**Material zur Übung**
========================

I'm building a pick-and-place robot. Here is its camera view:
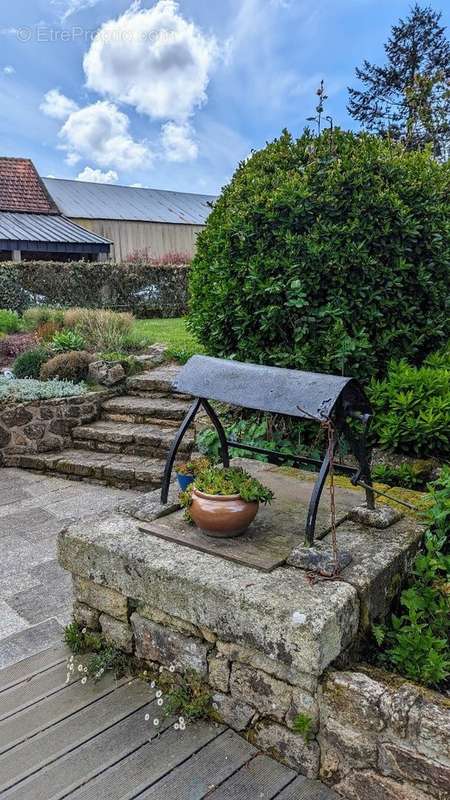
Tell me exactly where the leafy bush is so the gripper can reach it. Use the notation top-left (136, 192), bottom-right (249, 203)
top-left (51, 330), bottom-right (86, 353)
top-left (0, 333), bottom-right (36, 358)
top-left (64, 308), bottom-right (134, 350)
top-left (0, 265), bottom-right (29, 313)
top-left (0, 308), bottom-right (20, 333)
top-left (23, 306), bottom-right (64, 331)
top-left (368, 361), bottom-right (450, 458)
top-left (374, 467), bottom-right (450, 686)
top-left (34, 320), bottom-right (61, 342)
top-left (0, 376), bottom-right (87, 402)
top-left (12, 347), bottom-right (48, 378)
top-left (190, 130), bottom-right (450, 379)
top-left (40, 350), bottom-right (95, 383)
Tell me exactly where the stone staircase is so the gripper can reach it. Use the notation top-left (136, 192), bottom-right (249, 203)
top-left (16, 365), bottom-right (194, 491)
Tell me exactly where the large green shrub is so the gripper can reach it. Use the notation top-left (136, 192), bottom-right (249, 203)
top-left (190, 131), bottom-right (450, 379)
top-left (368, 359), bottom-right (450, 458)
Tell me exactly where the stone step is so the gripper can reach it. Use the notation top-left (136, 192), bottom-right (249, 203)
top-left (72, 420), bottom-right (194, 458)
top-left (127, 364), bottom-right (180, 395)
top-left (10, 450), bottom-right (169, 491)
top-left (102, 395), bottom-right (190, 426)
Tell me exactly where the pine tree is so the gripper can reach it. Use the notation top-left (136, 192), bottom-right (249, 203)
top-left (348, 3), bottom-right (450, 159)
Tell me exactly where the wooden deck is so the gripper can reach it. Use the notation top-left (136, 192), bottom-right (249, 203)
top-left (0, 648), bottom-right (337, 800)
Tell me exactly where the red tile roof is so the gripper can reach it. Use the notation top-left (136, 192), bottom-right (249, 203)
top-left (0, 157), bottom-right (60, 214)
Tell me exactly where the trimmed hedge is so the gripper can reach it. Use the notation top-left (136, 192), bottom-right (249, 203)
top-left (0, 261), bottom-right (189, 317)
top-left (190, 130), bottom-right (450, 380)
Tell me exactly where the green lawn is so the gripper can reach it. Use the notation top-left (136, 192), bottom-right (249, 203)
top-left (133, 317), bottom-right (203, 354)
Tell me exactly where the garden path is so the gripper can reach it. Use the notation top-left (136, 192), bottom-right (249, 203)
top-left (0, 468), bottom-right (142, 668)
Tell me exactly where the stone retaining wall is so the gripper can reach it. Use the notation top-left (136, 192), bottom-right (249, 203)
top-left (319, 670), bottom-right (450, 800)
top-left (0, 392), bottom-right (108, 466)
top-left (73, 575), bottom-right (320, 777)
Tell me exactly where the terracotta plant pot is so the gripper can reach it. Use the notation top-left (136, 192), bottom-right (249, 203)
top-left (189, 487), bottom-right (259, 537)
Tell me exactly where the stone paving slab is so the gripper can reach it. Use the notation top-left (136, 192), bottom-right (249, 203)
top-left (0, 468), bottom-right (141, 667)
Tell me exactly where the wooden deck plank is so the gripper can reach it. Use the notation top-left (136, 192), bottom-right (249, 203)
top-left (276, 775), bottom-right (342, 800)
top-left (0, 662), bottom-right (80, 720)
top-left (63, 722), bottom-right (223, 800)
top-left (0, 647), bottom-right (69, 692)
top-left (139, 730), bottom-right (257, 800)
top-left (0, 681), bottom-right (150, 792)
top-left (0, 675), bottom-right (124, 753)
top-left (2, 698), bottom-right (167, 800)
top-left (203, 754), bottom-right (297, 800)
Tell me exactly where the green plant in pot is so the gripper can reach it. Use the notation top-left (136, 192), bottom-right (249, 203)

========================

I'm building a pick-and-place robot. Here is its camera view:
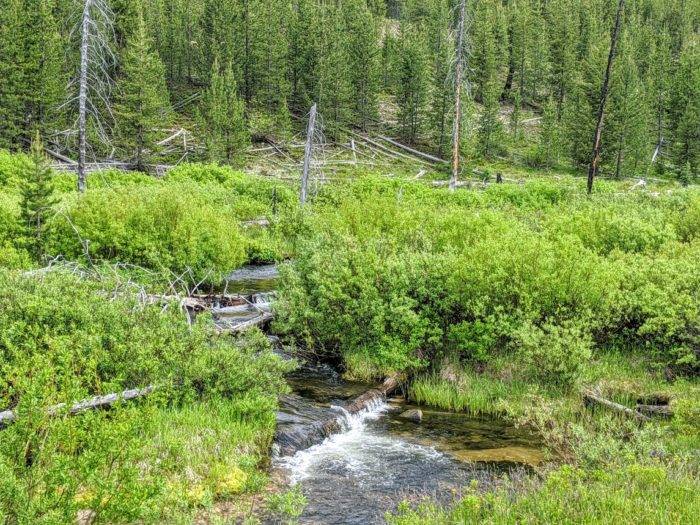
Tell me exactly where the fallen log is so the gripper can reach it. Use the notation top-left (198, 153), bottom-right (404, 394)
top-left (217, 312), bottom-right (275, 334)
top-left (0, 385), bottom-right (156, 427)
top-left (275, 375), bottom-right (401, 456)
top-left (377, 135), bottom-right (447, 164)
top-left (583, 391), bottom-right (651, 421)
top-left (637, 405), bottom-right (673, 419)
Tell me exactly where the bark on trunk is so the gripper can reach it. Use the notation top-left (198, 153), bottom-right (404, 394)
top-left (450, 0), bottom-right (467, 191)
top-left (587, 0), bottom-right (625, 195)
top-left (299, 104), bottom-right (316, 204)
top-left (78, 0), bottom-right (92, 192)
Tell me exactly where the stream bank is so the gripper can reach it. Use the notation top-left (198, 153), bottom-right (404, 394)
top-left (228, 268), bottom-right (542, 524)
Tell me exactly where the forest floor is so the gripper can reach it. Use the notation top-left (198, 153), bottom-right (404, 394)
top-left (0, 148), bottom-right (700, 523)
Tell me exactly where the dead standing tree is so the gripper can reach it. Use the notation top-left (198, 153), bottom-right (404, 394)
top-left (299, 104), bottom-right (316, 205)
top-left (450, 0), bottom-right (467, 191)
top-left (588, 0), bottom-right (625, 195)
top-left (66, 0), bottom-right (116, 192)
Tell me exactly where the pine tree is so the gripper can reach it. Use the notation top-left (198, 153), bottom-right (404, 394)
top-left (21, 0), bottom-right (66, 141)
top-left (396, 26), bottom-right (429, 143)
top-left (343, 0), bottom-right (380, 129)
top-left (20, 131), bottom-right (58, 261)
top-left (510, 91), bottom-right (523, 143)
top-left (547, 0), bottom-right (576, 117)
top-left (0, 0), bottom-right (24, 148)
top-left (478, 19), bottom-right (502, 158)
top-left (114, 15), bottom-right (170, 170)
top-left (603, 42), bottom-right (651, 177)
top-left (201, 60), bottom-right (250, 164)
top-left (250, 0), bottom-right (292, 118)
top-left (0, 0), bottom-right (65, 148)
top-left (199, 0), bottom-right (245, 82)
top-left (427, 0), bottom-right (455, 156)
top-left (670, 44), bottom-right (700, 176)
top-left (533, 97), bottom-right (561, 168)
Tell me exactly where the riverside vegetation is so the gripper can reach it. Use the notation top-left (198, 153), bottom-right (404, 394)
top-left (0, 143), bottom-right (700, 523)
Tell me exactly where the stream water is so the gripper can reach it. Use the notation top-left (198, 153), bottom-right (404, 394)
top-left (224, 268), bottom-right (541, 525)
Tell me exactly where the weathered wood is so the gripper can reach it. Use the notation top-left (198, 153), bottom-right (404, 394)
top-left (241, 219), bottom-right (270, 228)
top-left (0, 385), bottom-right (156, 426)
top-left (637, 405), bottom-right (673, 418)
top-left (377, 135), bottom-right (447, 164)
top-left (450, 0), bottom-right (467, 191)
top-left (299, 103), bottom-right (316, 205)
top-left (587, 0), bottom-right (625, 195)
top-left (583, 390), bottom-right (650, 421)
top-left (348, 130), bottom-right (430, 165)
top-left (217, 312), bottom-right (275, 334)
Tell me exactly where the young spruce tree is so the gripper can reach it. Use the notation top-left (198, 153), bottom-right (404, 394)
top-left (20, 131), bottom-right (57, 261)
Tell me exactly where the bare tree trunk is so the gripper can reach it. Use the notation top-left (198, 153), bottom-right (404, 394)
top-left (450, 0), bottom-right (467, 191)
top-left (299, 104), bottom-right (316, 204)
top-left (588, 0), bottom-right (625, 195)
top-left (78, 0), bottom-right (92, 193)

========================

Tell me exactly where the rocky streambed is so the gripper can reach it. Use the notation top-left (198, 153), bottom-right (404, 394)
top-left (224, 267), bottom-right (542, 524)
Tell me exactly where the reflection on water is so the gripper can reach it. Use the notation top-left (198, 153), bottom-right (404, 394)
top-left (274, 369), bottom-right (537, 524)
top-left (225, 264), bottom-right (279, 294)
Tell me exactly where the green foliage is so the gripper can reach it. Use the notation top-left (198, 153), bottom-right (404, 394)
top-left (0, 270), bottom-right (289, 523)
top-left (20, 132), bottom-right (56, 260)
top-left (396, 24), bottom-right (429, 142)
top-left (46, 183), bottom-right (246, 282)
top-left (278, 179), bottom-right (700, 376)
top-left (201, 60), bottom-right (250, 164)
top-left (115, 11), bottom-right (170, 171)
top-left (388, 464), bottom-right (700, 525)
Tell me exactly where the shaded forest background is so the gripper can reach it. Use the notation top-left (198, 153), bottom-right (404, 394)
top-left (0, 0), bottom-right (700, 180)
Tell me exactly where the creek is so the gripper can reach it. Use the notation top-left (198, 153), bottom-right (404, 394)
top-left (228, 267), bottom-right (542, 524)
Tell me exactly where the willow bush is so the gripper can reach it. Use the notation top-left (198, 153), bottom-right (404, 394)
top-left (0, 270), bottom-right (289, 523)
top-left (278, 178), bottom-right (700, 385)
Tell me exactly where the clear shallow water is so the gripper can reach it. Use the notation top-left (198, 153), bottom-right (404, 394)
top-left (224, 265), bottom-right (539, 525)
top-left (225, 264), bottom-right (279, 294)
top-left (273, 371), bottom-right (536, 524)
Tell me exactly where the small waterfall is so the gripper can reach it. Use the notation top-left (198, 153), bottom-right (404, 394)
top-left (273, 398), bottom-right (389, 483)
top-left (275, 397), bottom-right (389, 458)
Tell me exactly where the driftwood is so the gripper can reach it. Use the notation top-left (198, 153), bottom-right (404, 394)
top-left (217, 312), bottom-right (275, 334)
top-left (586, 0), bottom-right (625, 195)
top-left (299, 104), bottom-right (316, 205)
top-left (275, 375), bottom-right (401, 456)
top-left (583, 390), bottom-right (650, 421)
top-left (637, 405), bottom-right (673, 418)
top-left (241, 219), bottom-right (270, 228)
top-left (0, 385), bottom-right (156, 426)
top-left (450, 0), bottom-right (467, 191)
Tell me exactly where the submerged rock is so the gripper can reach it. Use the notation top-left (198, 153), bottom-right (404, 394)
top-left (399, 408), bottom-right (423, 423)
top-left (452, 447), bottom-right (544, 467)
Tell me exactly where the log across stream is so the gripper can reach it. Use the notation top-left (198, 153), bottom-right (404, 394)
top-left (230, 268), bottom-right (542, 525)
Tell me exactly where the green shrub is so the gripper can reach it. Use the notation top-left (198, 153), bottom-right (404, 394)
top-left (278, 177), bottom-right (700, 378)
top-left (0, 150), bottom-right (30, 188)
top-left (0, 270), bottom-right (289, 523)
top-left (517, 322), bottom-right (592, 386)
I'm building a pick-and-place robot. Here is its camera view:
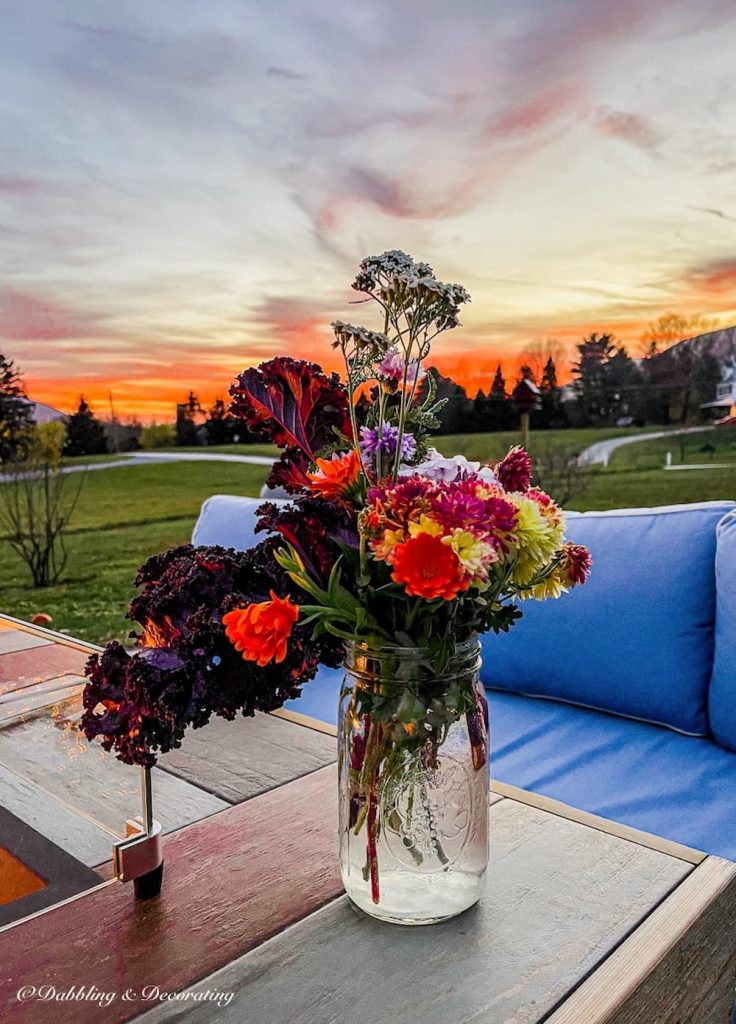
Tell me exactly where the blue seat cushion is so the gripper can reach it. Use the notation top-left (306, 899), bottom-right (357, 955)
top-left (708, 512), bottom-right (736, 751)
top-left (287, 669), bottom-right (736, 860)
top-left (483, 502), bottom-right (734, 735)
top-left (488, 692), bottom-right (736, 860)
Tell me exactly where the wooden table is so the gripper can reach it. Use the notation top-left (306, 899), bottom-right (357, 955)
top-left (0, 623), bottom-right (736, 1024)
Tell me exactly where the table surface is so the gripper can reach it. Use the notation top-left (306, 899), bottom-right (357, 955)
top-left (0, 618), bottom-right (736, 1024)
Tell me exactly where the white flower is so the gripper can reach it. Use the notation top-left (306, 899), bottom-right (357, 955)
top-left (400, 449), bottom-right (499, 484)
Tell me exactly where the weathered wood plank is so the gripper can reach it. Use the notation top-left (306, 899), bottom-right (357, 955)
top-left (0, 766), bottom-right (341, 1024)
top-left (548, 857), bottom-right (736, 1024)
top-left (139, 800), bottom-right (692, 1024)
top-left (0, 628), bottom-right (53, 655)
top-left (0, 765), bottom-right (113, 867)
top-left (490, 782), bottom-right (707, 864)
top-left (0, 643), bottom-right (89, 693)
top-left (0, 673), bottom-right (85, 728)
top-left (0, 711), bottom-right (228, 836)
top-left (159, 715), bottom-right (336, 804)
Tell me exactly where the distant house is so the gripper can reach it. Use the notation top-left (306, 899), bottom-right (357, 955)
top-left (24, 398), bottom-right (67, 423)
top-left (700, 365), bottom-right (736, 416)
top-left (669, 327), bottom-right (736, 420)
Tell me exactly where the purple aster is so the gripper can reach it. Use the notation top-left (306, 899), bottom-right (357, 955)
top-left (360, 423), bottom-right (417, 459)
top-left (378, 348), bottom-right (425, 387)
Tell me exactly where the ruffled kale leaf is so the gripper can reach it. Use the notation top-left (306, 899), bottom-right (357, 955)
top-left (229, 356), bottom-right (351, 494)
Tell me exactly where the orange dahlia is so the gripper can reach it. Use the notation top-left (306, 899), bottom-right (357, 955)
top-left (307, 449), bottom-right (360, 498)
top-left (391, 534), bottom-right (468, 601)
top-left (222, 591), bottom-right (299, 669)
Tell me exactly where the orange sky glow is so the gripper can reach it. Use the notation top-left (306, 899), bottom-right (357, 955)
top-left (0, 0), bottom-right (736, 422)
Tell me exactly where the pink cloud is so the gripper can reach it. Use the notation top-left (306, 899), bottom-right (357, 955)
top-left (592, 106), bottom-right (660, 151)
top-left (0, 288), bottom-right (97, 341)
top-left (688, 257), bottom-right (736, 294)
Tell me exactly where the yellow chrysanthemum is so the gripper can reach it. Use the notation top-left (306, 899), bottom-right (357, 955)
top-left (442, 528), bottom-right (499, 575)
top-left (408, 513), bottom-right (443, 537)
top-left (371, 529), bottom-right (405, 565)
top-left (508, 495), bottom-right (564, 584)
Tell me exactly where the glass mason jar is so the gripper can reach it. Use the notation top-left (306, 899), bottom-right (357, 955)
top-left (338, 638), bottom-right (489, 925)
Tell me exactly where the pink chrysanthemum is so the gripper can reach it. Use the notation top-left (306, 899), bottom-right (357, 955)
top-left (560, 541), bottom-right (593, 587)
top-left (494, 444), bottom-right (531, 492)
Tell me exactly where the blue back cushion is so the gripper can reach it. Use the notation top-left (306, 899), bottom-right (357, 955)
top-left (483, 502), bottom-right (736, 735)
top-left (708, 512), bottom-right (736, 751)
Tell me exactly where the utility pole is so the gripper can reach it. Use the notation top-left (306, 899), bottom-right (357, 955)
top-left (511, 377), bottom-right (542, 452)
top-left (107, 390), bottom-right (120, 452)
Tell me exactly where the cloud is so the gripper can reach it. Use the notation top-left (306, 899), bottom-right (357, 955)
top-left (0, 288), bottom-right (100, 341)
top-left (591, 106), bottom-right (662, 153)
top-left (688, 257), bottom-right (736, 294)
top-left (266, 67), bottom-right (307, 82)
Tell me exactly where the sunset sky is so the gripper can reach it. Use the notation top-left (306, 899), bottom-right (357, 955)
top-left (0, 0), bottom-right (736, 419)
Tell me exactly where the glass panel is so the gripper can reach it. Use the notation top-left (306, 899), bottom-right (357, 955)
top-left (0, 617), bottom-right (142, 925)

========================

**Deine Aufgabe**
Wandle alles im Material oben von der Zeile mit „Tell me exactly where the white“ bis hinunter zur Zeile mit „top-left (0, 0), bottom-right (736, 422)“ in eine JSON-Liste aus Zeichenketten um, mit einem Eintrag pro Zeile. Beide Zeilen gehören dazu, Leerzeilen lässt du weg.

**Das Endergebnis**
[
  "Tell me exactly where the white flower is so the gripper can reach it. Use the notation top-left (306, 899), bottom-right (357, 955)",
  "top-left (400, 449), bottom-right (499, 484)",
  "Tell me exactly where the weathered wood plank is so the gripper can reach it. Use the notation top-left (306, 899), bottom-right (357, 955)",
  "top-left (0, 766), bottom-right (341, 1024)",
  "top-left (548, 857), bottom-right (736, 1024)",
  "top-left (139, 800), bottom-right (692, 1024)",
  "top-left (0, 628), bottom-right (53, 655)",
  "top-left (0, 765), bottom-right (113, 867)",
  "top-left (490, 782), bottom-right (707, 864)",
  "top-left (0, 643), bottom-right (89, 693)",
  "top-left (0, 673), bottom-right (85, 728)",
  "top-left (0, 711), bottom-right (228, 836)",
  "top-left (159, 715), bottom-right (336, 804)",
  "Tell me exactly where the distant house is so the gripper can reach it. Use the notation top-left (306, 899), bottom-right (357, 955)",
  "top-left (24, 398), bottom-right (67, 423)",
  "top-left (700, 365), bottom-right (736, 416)",
  "top-left (669, 327), bottom-right (736, 420)",
  "Tell me exactly where the purple aster is so the gripper can reach it. Use the notation top-left (306, 899), bottom-right (357, 955)",
  "top-left (360, 423), bottom-right (417, 459)",
  "top-left (378, 348), bottom-right (425, 387)",
  "Tell me exactly where the ruffled kale leaf is so the gripper can reach it. Use the notation top-left (306, 899), bottom-right (357, 955)",
  "top-left (229, 356), bottom-right (351, 494)",
  "Tell me exactly where the orange dahlia is so the gripper can reach it. Use the notation top-left (306, 899), bottom-right (357, 955)",
  "top-left (307, 449), bottom-right (360, 498)",
  "top-left (391, 534), bottom-right (468, 601)",
  "top-left (222, 591), bottom-right (299, 669)",
  "Tell me exactly where the orange sky glow is so the gripper can reach it. Use the notation top-left (306, 899), bottom-right (357, 955)",
  "top-left (0, 0), bottom-right (736, 422)"
]